— What you need to do —
Update the records by replacing every occurrence of "one detection per line" with "one box per line", and leave all other text unchanged.

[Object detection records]
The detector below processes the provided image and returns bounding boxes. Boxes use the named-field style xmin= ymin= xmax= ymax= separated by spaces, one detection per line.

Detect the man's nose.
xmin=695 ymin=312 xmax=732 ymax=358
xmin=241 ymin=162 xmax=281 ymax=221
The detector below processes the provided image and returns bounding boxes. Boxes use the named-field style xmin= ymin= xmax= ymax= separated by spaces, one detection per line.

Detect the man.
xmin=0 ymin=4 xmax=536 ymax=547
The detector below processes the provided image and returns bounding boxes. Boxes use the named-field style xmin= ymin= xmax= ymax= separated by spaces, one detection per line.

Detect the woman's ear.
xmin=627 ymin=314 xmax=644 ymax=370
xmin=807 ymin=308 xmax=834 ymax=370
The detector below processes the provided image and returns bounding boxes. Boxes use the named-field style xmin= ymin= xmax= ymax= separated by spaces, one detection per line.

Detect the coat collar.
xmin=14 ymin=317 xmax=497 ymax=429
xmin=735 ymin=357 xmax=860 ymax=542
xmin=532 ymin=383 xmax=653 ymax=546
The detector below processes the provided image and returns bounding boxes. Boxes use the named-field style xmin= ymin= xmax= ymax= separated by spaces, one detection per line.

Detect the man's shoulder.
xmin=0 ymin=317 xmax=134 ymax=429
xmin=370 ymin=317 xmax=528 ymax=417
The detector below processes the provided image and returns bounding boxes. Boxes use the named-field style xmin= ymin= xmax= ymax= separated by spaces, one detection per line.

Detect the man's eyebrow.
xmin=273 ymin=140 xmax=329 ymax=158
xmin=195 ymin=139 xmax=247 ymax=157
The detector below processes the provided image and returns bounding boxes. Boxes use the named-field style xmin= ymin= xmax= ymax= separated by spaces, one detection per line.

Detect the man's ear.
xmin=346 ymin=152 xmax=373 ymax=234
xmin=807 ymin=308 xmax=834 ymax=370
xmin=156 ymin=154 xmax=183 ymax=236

— Result for this exercise —
The detector below processes the provided image and returns bounding boxes. Boxes use the named-field style xmin= ymin= xmax= ymax= separated by spaces, one box per line.

Detect the man's nose.
xmin=695 ymin=312 xmax=732 ymax=358
xmin=241 ymin=162 xmax=281 ymax=221
The detector below processes the provided image and returns bounding boxes. Boxes use the named-field style xmin= ymin= xmax= ymax= separated by spaces, one box per line.

Detect the man.
xmin=0 ymin=4 xmax=536 ymax=547
The detector below processes the provided image and returns bounding boxes. Boxes use the named-field style xmin= ymin= xmax= ymax= separated by spaces, one box per line.

Detect the woman's ear.
xmin=627 ymin=314 xmax=644 ymax=370
xmin=807 ymin=308 xmax=834 ymax=370
The detector below processes the provided image and returns bounding boxes. Boxes use the named-field style xmin= ymin= xmax= ymax= separated by spaces, one box per line.

Detect the coat collar.
xmin=14 ymin=317 xmax=497 ymax=429
xmin=735 ymin=357 xmax=860 ymax=542
xmin=532 ymin=383 xmax=653 ymax=546
The detector below processes the provided image and returns bounding boxes. Boxes use the named-field style xmin= ymin= xmax= ymax= separated by spaces, one box per line.

Detect the man's shoulder.
xmin=0 ymin=317 xmax=134 ymax=429
xmin=370 ymin=317 xmax=528 ymax=417
The detector below processes the provided image and returns bounding boxes. Boxes use the named-field style xmin= ymin= xmax= ymax= separated by spaces, one box per line.

Detect the man's eyebrow.
xmin=273 ymin=140 xmax=329 ymax=158
xmin=195 ymin=139 xmax=247 ymax=157
The detector below processes the provided image and returns bounding boxes. Boxes use the named-field style xmin= ymin= xmax= ymax= separated by spaces, one box per line.

Detect the man's ear.
xmin=346 ymin=152 xmax=373 ymax=234
xmin=807 ymin=308 xmax=834 ymax=370
xmin=156 ymin=154 xmax=183 ymax=236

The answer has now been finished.